**OBJECTIVE A**:
Using the passage on microprocessors, explain in one to three sentences why most programs are composed in languages using English-like words.
**OBJECTIVE B**:
Pick up the passage on microprocessors after its final sentence and continue it.

**READING TEXT**:
What's a microprocessor?

A microprocessor is the brain of any computer. It is the component responsible for executing programs and generally directing all functions of the computer. In a personal computer the microprocessor is accompanied by other components which perform specialized functions like video, sound and general Input/Output. Taken as a whole these components make up the personality of a personal computer. It is the microprocessor which (loosely) defines aspects such as memory limits, speed and program structure. Understanding the microprocessor is fundamental to understanding computer programming.

Microprocessors don't understand English, nor do they really understand any programming language. You probably have heard that computers only understand numbers but that's not exactly true either. As with any digital circuit, the microprocessor is simply a device which accepts electrical signals and provides a (usually) predictable output in the form of other electrical signals. These signals sometimes take the form of 5 volts or 0 volts. We use binary numbers as an abstract representation of these voltages, thus we communicate with the computer using the abstract language of binary arithmetic. The resulting "language" is represented by long strings of ones and zeros. Long strings of ones and zeros are difficult to read so most programs are composed in languages using English-like words.

Electrical Signals
The way your computer really works is the passing of electrical signals in various combinations between digital (two-state) circuits. The voltages used are typically between 0 Volts and 5 Volts
Bus
A group of related electrical signals inside the computer. Really it's just a collection of wires which carry said signals from one component of the computer to another. When related electrical signals are grouped together, we call it a Bus.

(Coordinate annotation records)

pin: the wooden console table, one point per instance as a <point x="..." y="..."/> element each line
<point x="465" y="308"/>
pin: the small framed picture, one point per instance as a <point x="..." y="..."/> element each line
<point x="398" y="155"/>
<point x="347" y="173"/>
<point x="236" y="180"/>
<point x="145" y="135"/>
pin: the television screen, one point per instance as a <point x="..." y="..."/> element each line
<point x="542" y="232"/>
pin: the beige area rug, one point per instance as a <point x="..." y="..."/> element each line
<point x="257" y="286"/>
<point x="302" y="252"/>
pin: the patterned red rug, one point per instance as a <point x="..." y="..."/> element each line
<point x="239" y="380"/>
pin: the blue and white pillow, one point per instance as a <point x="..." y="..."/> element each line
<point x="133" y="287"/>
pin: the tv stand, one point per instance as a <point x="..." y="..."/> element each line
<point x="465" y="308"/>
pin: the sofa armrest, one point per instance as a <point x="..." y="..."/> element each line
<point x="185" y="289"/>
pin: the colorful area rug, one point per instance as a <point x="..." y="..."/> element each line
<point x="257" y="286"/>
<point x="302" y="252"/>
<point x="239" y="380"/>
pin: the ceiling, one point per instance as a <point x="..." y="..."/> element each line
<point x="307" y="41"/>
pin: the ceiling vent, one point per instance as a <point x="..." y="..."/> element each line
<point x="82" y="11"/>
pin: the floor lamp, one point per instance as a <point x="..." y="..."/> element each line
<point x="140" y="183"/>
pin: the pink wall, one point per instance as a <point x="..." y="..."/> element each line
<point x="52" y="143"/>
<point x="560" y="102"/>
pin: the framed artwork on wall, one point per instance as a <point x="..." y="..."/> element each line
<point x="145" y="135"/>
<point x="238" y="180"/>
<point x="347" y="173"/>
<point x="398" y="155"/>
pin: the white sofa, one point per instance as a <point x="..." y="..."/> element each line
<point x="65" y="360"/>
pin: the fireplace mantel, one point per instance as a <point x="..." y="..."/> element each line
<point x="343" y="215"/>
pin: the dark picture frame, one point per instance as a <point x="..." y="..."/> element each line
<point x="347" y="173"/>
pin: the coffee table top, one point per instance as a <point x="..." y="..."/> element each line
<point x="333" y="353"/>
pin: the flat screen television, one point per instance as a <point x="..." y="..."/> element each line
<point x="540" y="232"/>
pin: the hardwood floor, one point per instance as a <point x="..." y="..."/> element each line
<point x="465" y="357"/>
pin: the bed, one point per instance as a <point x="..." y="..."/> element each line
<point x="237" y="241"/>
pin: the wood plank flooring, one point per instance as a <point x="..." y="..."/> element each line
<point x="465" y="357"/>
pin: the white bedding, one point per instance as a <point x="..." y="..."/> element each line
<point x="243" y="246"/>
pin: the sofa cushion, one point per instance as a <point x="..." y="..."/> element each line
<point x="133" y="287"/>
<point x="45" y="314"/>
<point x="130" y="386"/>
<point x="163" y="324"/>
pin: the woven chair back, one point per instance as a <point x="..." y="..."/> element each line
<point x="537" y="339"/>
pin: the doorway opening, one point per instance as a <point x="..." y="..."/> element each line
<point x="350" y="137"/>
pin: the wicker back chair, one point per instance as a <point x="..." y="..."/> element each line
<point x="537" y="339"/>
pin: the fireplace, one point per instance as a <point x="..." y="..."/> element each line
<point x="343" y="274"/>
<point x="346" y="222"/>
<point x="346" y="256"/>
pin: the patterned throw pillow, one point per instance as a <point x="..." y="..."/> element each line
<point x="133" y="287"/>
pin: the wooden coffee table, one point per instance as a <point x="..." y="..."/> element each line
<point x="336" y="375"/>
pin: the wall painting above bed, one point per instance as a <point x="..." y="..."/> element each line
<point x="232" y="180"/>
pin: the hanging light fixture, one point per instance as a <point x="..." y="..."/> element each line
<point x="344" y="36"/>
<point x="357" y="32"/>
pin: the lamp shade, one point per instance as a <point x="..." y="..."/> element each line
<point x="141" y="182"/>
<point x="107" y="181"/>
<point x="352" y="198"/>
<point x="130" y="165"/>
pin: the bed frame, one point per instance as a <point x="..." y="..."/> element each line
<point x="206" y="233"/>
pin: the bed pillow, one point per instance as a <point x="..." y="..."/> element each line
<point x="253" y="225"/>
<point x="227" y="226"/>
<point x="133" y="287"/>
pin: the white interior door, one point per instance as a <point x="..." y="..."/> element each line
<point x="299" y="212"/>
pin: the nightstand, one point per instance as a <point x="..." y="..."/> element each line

**TASK ANSWER A**:
Communication with the computer takes place in the abstract language of binary arithmetic, which is represented by long strings of ones and zeros. Because such strings are difficult to read, most programs are composed in languages using English-like words.

**TASK ANSWER B**:
Binary Numbers
Because we are not machines we represent the state of the computer's circuits numerically. The two possible states of any circuit are represented by 1 or 0. When electrical signals are grouped together (as on a bus) the series of ones and zeroes become a binary number
Machine Language
A low-level programming language which allows you to work directly with the computer hardware. ML is really just an abstract representation of the electrical signals in the computer in the form of long strings of ones and zeros

What is Memory?

As defined above, memory is where programs and data are stored. When we say "memory" we are usually referring to electronic memory. Electronic memory is packaged in an integrated circuit built from thousands of tiny transistors. A transistor is an electronic semiconductor component which can be made to act as a switch. Such a switch may be turned "On" or "Off". It is this property of transistors which allows us to represent the state of the computer hardware using binary numbers.

Binary numbers are well suited for this purpose because in binary there are only two digits, "1" and "0". Humans ususally express values in decimal which represents quantities in powers of 10. Computers use binary which represents quantities in powers of 2.

Bit (b)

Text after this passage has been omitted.